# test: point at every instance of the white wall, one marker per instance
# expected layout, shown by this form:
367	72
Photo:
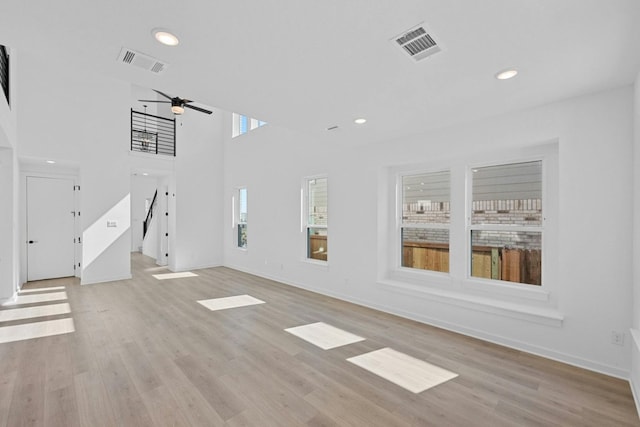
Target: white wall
195	195
592	286
635	327
71	115
142	188
9	183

________________________________________

# TRY IT
Once more, please print the whole listing exactly, omitting each image.

# ANSWER FOR THIS EXERCISE
# test: point at every instance of the white wall, one marker per instance
# expected layout, shown by this form:
367	72
Photo:
Target: white wall
195	195
592	286
635	327
71	115
142	188
9	183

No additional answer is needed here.